| PAGE EXCERPT |
-- Start --

September 26, 2007
THE FOLKS WHO FAIL TO GRASP THIS...:
Mission accomplished: With most Sunni factions now seeking a deal, the big questions in Iraq have been resolved positively. The country remains one, it has embraced democracy and avoided all-out civil war. What violence remains is largely local and criminal (Bartle Bull, October 2007, Prospect)
Understanding this expensive victory is a matter of understanding the remaining violence. Now that Iraq's big questions have been resolved—break-up? No. Shia victory? Yes. Will violence make the Americans go home? No. Do Iraqis like voting? Yes. Do they like Iraq? Yes—Iraq's violence has largely become local and criminal. The biggest fact about Iraq today is that the violence, while tragic, has ceased being political, and is therefore no longer nearly as important as it was.Some of the violence—that paid for by foreigners or motivated by Islam's crazed fringes—will not recede in a hurry. Iraq has a lot of Islam and long, soft borders. But the rest of Iraq's violence is local: factionalism, revenge cycles, crime, power plays. It will largely cease once Iraq has had a few more years to build up its security apparatus.
There have been four main sources of political violence in Iraq since the invasion. The "insurgency," which means the Sunni violence, comprised three of these four elements: Baathists, Sunni religious fundamentalists (whom we will call Wahhabis after the most important of their closely related strains), and Sunni tribes. (The fourth source of violence is Shia, about which more later.) Baathism, modelled from its birth in the 1940s on German national socialism, is a secular movement. Wahhabism, fighting for a return to the pure days of Islam in the 7th century, is the opposite. It was clear from the beginning that these two tendencies, which today are fighting each other in much of Sunni Iraq, would not get along forever.
Equally clear was that neither could win in their battle for Iraq. The Baathists wanted a return to the privileges they enjoyed under Saddam. The Wahhabis wanted a return to the days of the prophet. Neither was going to happen; for the 85 per cent of the country that is not Sunni Arab, these forms of Sunni Arab totalitarianism were the ultimate non-starter. Sunni power was broken by the invasion: Iraq, finally recognising a group three times as numerous as the Sunnis, had become a Shia country; Baghdad, the dowager capital of Islam, is today a Shia city for the first time since 1534.

-- End --

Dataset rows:
-- Start --

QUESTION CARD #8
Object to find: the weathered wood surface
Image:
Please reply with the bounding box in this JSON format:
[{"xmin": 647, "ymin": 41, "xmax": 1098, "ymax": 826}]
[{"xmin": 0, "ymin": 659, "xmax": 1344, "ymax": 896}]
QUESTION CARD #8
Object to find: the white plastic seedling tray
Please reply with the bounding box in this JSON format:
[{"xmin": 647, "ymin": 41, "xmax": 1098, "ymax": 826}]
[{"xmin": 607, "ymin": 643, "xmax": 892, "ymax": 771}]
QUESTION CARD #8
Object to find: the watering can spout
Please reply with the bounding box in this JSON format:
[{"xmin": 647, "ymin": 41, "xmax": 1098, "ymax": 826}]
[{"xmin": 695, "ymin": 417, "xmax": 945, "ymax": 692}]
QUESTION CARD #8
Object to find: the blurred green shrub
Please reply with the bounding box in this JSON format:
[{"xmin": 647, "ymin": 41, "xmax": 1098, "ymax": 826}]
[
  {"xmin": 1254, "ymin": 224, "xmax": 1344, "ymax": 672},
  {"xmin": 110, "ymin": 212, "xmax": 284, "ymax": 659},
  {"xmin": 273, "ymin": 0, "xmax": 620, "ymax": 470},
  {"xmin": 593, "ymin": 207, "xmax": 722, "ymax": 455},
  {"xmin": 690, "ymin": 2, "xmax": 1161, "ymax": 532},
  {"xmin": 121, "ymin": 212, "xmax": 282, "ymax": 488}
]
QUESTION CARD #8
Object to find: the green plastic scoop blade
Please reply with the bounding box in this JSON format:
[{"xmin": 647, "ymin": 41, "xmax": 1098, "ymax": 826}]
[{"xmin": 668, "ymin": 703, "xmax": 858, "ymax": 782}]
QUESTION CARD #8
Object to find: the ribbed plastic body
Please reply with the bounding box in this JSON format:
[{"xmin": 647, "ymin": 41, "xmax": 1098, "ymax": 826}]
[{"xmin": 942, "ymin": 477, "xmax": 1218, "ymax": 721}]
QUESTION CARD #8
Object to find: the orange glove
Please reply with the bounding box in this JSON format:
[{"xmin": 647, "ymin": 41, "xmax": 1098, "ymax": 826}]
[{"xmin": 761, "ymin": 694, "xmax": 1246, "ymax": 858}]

-- End --

| PROBLEMS AND TASKS |
• 1. In the text on Iraq's violence, rewrite the paragraph that begins "There have been four main sources of political violence" as a short list, keeping its main facts.
• 2. According to the text on Iraq's violence, what kinds of local violence are expected to largely cease once Iraq builds up its security apparatus? List them all.
• 3. Answer these from the text on Iraq's violence:
(a) In what decade was Baathism born?
(b) What share of Iraq is described as not Sunni Arab?
(c) Baghdad is called a Shia city for the first time since what year?
None of the items are needed for this work.

| ANSWER SET |
• 1.
- Iraq has had four main sources of political violence since the invasion.
- Three of them made up the Sunni "insurgency": Baathists, Sunni religious fundamentalists (called Wahhabis), and Sunni tribes.
- The fourth source is Shia.
- Baathism is a secular movement, modeled from its birth in the 1940s on German national socialism.
- Wahhabism, the opposite, fights for a return to the pure days of 7th-century Islam.
- These two tendencies are now fighting each other in much of Sunni Iraq, and were always bound to fall out.

• 2.
- Factionalism
- Revenge cycles
- Crime
- Power plays

• 3.
(a) The 1940s
(b) 85 per cent
(c) 1534